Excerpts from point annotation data

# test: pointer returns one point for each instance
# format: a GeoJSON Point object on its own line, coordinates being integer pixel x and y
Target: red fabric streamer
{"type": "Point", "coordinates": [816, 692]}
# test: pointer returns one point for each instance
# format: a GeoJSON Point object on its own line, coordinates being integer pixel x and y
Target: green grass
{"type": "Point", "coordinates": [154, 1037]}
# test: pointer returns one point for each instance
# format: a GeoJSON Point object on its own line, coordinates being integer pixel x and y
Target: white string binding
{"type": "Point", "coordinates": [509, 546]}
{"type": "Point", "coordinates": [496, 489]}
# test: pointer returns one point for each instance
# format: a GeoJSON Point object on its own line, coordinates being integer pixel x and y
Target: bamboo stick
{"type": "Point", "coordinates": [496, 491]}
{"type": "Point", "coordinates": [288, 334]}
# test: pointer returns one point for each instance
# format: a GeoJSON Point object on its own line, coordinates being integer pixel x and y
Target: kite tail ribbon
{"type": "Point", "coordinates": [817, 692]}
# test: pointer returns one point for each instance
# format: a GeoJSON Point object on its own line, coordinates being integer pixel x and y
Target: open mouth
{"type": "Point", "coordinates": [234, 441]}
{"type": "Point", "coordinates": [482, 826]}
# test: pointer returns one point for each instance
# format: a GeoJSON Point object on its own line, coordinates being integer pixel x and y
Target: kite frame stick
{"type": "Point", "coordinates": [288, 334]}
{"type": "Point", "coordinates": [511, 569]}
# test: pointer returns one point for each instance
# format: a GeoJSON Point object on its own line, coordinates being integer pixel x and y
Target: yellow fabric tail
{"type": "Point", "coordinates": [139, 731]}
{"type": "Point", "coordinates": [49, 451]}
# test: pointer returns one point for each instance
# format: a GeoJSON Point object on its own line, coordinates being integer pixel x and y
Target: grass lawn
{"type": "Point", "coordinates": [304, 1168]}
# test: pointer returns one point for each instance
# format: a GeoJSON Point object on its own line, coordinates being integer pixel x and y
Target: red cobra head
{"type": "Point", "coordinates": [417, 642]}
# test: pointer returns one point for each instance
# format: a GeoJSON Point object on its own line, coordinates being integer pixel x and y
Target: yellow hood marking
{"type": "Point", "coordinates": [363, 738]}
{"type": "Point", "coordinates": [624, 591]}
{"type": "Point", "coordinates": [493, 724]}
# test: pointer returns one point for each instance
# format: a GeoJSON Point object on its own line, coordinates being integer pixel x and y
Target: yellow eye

▸ **What is asked**
Extract each line of the items above that contains the string "kite".

▸ **Output for this exercise**
Target: kite tail ribbon
Target: kite frame stick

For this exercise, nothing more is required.